*EXTRAIT FOURNI:*
Le rapport Martre de 1994 a été un premier pas dans la compréhension que l'intelligence économique devait être un processus actif, et non pas seulement une réaction de protection suscitée par la peur. Aujourd'hui, chacun a pris conscience de la nécessité d'actions coordonnées de recueil, de traitement, de sécurisation et de distribution de l'information utile aux acteurs économiques. Il appartient désormais aux responsables de tirer toutes les conséquences de cette prise de conscience.

Il est évident que la France ne pourra pas avancer seule, et qu'elle devra travailler avec l'Union européenne, voire avec d'autres partenaires, dans le cadre de ce qu'on appelle une « coopétition » : il peut être avantageux pour nous de nouer des alliances avec les Chinois dans certains domaines, avec les Américains dans d'autres. Ainsi, dans l'affaire de la ractopamine, l'Union européenne s'est, au nom du principe de précaution, alliée à la Russie, l'Inde et la Chine contre les États-Unis, l'Australie et le Mexique, pour s'opposer à l'importation de bétail porteur d'une certaine dose de résidus de ce que le Codex Alimentarius définit comme accélérateurs de croissance. La position des États-Unis l'a finalement emporté d'une voix, grâce à l'appui de tous les pays africains, y compris francophones, ce qui prouve que nous avons un véritable problème d'influence.

Vous m'avez interrogée sur le rôle des entreprises dans le développement de notre influence normative. Il est clair que l'avance de certains pays dans ce domaine est attribuable à l'engagement de leurs entreprises. En Allemagne, aux Pays-Bas, aux États-Unis, les entreprises considèrent que financer la normalisation est un élément de leur stratégie. À combien d'industriels ai-je dit qu'ils ne pouvaient pas à la fois souhaiter la réduction des dépenses de l'État tout en déplorant le recul de l'AFNOR, dont le budget a considérablement baissé. Il y a un moment où les entreprises doivent prendre en charge les missions qui sont stratégiques pour elles : c'est le cas de la normalisation, qu'il s'agisse de la développer ou de la contrer. Mais pour cela, la politique de l'État doit être lisible. Il faut des efforts des deux côtés.

*DONNÉES PRÉSENTÉES:*
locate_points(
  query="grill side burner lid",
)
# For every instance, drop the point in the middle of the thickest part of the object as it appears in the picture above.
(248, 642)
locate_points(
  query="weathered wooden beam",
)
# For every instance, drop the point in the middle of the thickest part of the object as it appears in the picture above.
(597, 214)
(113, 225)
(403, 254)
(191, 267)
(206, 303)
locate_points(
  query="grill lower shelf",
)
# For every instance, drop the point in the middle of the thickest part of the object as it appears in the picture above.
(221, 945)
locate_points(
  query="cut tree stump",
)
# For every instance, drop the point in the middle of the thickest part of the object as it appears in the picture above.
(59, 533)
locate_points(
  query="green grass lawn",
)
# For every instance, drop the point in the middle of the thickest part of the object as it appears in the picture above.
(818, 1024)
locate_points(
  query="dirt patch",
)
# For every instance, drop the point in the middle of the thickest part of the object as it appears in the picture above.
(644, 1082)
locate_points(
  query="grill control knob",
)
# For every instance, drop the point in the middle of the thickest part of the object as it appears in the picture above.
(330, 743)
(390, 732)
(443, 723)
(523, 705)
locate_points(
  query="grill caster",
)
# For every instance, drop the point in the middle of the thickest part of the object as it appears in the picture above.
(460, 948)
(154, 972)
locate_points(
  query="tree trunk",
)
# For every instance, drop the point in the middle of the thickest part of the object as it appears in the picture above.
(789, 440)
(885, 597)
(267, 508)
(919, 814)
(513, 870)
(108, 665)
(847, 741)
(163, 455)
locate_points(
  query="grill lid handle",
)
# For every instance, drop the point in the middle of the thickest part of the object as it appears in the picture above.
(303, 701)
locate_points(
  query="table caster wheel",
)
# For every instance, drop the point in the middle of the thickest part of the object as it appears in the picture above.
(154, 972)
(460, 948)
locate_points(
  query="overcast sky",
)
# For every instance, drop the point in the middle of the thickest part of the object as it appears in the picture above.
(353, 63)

*CONSIGNE DE TRAVAIL A:*
Relevez dans l'extrait fourni toutes les actions qui doivent être coordonnées autour de l'information utile aux acteurs économiques.
*CONSIGNE DE TRAVAIL B:*
Selon l'extrait fourni, quel appui a permis à la position des États-Unis de l'emporter dans l'affaire de la ractopamine ?

*VOTRE SOLUTION A:*
Le recueil, le traitement, la sécurisation et la distribution.

*VOTRE SOLUTION B:*
L'appui de tous les pays africains, y compris francophones.